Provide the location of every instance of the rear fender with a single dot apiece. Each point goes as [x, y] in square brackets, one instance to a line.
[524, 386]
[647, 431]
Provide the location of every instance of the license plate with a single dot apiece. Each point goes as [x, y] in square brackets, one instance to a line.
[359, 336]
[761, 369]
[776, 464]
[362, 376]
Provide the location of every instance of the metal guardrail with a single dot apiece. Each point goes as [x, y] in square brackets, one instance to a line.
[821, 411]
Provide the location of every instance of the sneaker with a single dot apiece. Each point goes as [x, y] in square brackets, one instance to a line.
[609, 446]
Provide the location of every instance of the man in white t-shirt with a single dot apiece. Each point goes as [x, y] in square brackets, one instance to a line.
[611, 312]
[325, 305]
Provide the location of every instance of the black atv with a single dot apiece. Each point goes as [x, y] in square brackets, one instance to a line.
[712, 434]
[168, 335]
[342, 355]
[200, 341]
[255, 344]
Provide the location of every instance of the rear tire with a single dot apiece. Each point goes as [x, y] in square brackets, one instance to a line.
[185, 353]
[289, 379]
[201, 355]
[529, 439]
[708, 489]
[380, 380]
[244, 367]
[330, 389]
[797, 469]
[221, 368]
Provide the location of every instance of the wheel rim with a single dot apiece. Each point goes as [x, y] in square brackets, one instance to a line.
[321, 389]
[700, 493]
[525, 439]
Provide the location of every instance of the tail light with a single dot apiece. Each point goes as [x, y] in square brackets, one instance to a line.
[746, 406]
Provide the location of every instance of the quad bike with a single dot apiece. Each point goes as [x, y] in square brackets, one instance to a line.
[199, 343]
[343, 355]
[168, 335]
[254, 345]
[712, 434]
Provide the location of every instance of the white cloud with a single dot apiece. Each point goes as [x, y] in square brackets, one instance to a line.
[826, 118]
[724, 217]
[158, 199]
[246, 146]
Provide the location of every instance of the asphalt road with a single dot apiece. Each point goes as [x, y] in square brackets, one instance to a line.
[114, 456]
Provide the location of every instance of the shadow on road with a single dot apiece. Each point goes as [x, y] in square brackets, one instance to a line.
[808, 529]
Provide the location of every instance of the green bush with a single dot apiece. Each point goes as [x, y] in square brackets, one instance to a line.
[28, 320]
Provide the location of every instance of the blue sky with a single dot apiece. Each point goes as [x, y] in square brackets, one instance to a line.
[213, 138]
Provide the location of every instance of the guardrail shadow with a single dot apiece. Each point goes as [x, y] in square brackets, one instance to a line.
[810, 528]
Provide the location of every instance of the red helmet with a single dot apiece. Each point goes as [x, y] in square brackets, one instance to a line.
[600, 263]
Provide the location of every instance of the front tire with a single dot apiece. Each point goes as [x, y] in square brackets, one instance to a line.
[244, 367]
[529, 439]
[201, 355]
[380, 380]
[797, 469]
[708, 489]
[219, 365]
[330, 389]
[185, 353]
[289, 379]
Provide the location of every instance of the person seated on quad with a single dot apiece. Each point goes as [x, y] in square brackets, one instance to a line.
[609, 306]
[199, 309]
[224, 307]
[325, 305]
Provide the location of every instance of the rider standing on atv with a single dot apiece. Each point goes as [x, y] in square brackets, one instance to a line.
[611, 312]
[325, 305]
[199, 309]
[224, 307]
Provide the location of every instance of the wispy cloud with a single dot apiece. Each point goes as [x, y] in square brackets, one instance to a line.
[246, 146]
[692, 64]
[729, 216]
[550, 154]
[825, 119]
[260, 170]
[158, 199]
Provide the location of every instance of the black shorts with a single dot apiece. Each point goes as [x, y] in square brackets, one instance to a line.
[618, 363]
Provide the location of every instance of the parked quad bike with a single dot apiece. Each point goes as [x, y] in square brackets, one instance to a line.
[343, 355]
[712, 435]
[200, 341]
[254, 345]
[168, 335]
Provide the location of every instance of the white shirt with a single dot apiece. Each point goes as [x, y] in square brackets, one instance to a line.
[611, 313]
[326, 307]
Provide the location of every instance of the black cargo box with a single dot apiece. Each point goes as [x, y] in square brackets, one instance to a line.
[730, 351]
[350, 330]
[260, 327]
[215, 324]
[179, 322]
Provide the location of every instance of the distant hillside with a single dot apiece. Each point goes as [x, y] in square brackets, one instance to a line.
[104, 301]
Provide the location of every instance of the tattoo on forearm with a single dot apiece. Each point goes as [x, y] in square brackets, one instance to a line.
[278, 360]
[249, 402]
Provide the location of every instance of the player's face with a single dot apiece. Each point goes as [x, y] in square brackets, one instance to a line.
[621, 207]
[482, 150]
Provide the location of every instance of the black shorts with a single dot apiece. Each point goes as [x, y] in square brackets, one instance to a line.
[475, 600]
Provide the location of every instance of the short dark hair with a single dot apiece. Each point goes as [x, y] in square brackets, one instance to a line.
:::
:: Problem to work on ::
Extract all of the material above and reproduce it verbatim, line for line.

:: Full answer ::
Provide the location of every instance of the rear fender with a single dot apiece. Each point goes as [x, y] in square brackets, one instance to a line.
[524, 386]
[647, 431]
Provide the location of every instance of the license plate with a single dot apiece. Each point goes as [x, y] in square brackets, one instance to a line.
[359, 336]
[761, 369]
[776, 464]
[362, 376]
Provide the location of every instance of the metal guardrail with a single dot apiece. Each point goes as [x, y] in square brackets, one instance to a line.
[821, 411]
Provide the location of every instance of the sneaker with a single dot apiece. Each point goes as [x, y] in square brackets, one instance to a line.
[609, 446]
Provide the location of every instance of the man in white t-shirt with a single dot apiece. Each point goes as [x, y] in square brackets, one instance to a line.
[611, 312]
[325, 305]
Provide the location of every instance of the black atv with a single dot apiece. Each point goes as [x, y] in square brackets, one instance to a line.
[712, 434]
[168, 335]
[342, 355]
[200, 341]
[255, 344]
Provide the location of every instance of the rear tire with a single dot apiece. Each point goes as [x, y] in square brackets, one instance to a line.
[185, 353]
[289, 379]
[201, 355]
[529, 439]
[708, 489]
[380, 380]
[244, 367]
[330, 389]
[797, 469]
[221, 368]
Provide the location of every instance of the wheel rim with a single dot apiece. Each point goes as [x, y] in square brackets, one instance to a line.
[321, 389]
[700, 493]
[525, 439]
Provide the location of every instance of the tail light with a single dot apiece. Each point goes as [x, y] in square brackets, one instance to a line.
[746, 406]
Provide the location of every instance of the quad bike with a single dot apiece. Each point goes as [x, y] in square brackets, one instance to a line.
[199, 343]
[343, 355]
[168, 335]
[254, 345]
[712, 434]
Provide the location of every instance of the white cloud with a single dot apiece. Each point goes as [x, y] in square brackets, one instance to a line.
[826, 118]
[724, 217]
[158, 199]
[246, 146]
Provide the location of every instance of the asphalt road with a single dot apiece. Each point goes as [x, y] in square brackets, one instance to a line.
[114, 456]
Provide the location of every instance of the shadow on road with a single dot apiece. Each point goes as [x, y] in square brackets, one instance to a line.
[808, 529]
Provide the location of every instance of the green bush with a single dot apiece. Each point goes as [x, y] in square brackets, one instance to a line.
[28, 320]
Provide the location of every instance of the blue sky with a single dot apiece. Each point goes as [x, y] in square brackets, one instance to a line.
[213, 138]
Provide the location of every instance of the guardrail shadow with a single dot apiece. Each point goes as [x, y] in square brackets, one instance to a line.
[810, 528]
Provide the location of every instance of the red helmet with a single dot apiece. Each point goes as [x, y] in square brackets, one instance to a line.
[600, 263]
Provide the location of every instance of the front tire with a single dot apiece. Each point goes as [x, y] in square brackets, one instance to a line.
[244, 367]
[529, 439]
[201, 355]
[380, 380]
[797, 469]
[708, 489]
[219, 365]
[330, 389]
[185, 353]
[289, 379]
Provide the location of every instance of the person seated on quad with a single dot apiece. Each point goes as [x, y] in square brackets, one instance to a line.
[609, 306]
[199, 309]
[224, 307]
[325, 305]
Provide the location of every instance of the rider standing on atv with a single dot apiece. Each point goes as [x, y] in square brackets, one instance to a line.
[611, 312]
[325, 305]
[199, 309]
[224, 307]
Provide the location of every instance of the wispy cloud with a single dot apiece. Each point goes as [x, y] in square brackets, one instance to a line.
[246, 146]
[692, 64]
[729, 216]
[550, 154]
[825, 119]
[260, 170]
[158, 199]
Provide the location of every instance of the black shorts with a single dot apiece. Each point goes as [x, y] in square brackets, one instance to a line.
[618, 363]
Provide the location of every instance of the parked quad bike with a single dot apiece. Each point goes as [x, y] in square brackets, one instance to a line.
[343, 355]
[712, 435]
[200, 341]
[254, 345]
[168, 335]
Provide the location of every instance of the white shirt with a single dot apiece. Each point goes as [x, y] in square brackets, one instance to a line.
[611, 313]
[326, 307]
Provide the location of every instance of the black cargo box with a single dot apiece. Each point goes as [x, y] in square brackets, one instance to a line.
[730, 351]
[350, 330]
[260, 327]
[215, 324]
[179, 322]
Provide the location of every instance of the distant hillside with a single dot apiece. Each point goes as [x, y] in square brackets, one instance to a line.
[104, 301]
Provide the location of every instance of the tattoo on forearm with a single dot apiece. Each point goes as [x, y] in square brackets, one instance to a line.
[278, 360]
[249, 402]
Provide the location of every instance of the player's face with a single dot apiece. Each point goes as [x, y] in square brackets, one instance to a line.
[621, 207]
[482, 150]
Provide the location of every instance of the black shorts with a single dot apiece. Each point goes as [x, y] in square brackets, one instance to a line.
[475, 600]
Provide the location of every instance of the short dark hair with a single dot apiece. Each point goes as [x, y] in square brackets, one instance to a line.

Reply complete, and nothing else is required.